## Exercise brief
Put the entire listing below into a two-column CSV with the headers "prompt" and "polygons". Each row should pair a text with the answer that follows it, with both fields quoted and line breaks replaced by spaces.

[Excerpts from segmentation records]
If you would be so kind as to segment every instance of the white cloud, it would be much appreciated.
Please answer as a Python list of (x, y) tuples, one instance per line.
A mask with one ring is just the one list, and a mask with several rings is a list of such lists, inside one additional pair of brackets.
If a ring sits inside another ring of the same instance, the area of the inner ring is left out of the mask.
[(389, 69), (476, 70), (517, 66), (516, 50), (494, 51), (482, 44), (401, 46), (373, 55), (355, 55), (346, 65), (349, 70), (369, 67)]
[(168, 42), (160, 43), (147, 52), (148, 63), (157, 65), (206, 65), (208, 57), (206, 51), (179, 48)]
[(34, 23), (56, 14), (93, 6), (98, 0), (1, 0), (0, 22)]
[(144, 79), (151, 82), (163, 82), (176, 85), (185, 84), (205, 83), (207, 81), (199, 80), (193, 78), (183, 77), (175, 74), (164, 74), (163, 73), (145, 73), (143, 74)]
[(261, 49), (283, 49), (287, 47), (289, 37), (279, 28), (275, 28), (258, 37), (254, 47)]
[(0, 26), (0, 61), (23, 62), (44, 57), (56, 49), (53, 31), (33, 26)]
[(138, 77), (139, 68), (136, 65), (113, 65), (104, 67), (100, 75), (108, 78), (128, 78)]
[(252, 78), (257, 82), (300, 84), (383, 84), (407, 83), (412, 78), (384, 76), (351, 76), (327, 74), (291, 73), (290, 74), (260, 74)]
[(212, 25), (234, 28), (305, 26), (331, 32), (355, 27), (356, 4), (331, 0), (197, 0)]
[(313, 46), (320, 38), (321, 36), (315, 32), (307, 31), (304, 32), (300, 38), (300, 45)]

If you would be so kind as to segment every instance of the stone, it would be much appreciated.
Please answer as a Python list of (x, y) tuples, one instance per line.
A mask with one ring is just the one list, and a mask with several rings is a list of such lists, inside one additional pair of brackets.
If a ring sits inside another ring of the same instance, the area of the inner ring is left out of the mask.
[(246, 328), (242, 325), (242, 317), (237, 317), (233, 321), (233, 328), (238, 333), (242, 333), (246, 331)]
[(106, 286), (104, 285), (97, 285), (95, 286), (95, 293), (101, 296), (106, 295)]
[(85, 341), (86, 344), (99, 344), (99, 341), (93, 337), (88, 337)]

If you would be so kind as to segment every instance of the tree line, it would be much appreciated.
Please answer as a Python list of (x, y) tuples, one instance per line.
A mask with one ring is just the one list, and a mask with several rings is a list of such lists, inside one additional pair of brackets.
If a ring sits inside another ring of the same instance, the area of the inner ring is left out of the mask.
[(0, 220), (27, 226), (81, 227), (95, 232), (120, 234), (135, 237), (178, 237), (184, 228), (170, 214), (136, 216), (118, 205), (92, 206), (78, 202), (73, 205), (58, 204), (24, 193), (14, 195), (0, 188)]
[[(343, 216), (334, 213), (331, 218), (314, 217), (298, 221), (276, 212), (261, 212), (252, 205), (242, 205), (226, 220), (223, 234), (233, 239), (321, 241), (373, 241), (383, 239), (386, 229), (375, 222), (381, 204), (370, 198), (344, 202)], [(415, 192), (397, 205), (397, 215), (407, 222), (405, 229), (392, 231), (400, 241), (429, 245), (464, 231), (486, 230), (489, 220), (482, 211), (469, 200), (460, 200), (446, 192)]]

## Exercise result
prompt,polygons
"If you would be so kind as to segment every instance of the white cloud, it would be much appreciated. Please answer as a Python list of (x, y) tuples, one instance per line. A mask with one ring is just the one list, and a mask with several rings is a list of such lists, inside one additional pair of brackets. If a ring sits inside another ring of the same instance, the area of the inner ring is left out of the mask.","[(389, 69), (476, 70), (517, 66), (516, 50), (494, 51), (482, 44), (401, 46), (373, 55), (355, 55), (346, 65), (349, 70), (369, 67)] [(168, 42), (160, 43), (147, 52), (148, 63), (157, 65), (206, 65), (208, 57), (206, 51), (179, 48)] [(34, 23), (56, 14), (93, 6), (98, 0), (1, 0), (0, 22)] [(144, 79), (151, 82), (163, 82), (176, 85), (185, 84), (205, 83), (207, 81), (199, 80), (193, 78), (183, 77), (175, 74), (164, 74), (163, 73), (145, 73), (143, 74)] [(261, 49), (283, 49), (287, 47), (289, 37), (279, 28), (275, 28), (258, 37), (254, 47)] [(0, 26), (0, 61), (23, 62), (44, 57), (56, 49), (53, 31), (33, 26)] [(138, 77), (139, 68), (136, 65), (113, 65), (104, 67), (100, 75), (108, 78), (128, 78)] [(252, 78), (257, 82), (300, 84), (383, 84), (407, 83), (412, 78), (384, 76), (351, 76), (327, 74), (291, 73), (290, 74), (260, 74)] [(212, 25), (234, 28), (305, 26), (331, 32), (355, 27), (356, 4), (331, 0), (197, 0)] [(313, 46), (320, 38), (321, 36), (315, 32), (307, 31), (304, 32), (300, 38), (300, 45)]"
"If you would be so kind as to segment every instance of the stone, it would be much appreciated. Please answer as a Python list of (x, y) tuples, one instance per line. A mask with one ring is just the one list, and a mask with several rings is a list of such lists, inside one additional pair of brackets. If a ring sits inside another ring of the same instance, the area of the inner ring is left out of the mask.","[(246, 328), (242, 325), (242, 317), (237, 317), (233, 321), (233, 328), (238, 333), (242, 333), (246, 331)] [(106, 286), (104, 285), (97, 285), (95, 286), (95, 293), (101, 296), (106, 295)] [(85, 341), (86, 344), (99, 344), (99, 341), (93, 337), (88, 337)]"
"If you would be so kind as to segment every instance of the tree line, it would be much appreciated. Please answer as a Python list of (x, y) tuples, one instance per line. A mask with one ring is just the one list, and a mask with several rings is a list of such lists, inside one additional pair of brackets. If a ring sits inside another ring of the same instance, the area of the inner ring is left out of the mask.","[(0, 220), (27, 226), (81, 227), (95, 232), (120, 234), (135, 237), (178, 237), (184, 228), (170, 214), (136, 216), (118, 205), (92, 206), (78, 202), (73, 205), (58, 204), (24, 193), (14, 195), (0, 188)] [[(343, 216), (334, 213), (331, 218), (314, 217), (298, 221), (276, 212), (261, 212), (252, 205), (242, 205), (226, 220), (223, 234), (233, 239), (321, 241), (373, 241), (383, 239), (386, 229), (375, 222), (381, 204), (370, 198), (344, 202)], [(415, 192), (397, 205), (397, 215), (407, 222), (405, 229), (392, 231), (400, 241), (429, 245), (464, 231), (486, 230), (489, 220), (482, 211), (469, 200), (460, 200), (446, 192)]]"